── Provided records ──

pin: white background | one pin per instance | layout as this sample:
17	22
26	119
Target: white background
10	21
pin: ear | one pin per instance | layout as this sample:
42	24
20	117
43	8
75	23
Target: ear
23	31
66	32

───

# What to do
Reproduce every line of the entries above without changing any character, space, or line break.

# Solution to the problem
pin: white background | one pin per instance | layout as this sample:
17	22
26	119
Target: white background
10	21
pin: ear | one pin per instance | layout as this sample:
42	24
20	117
43	8
75	23
Target: ear
23	31
66	32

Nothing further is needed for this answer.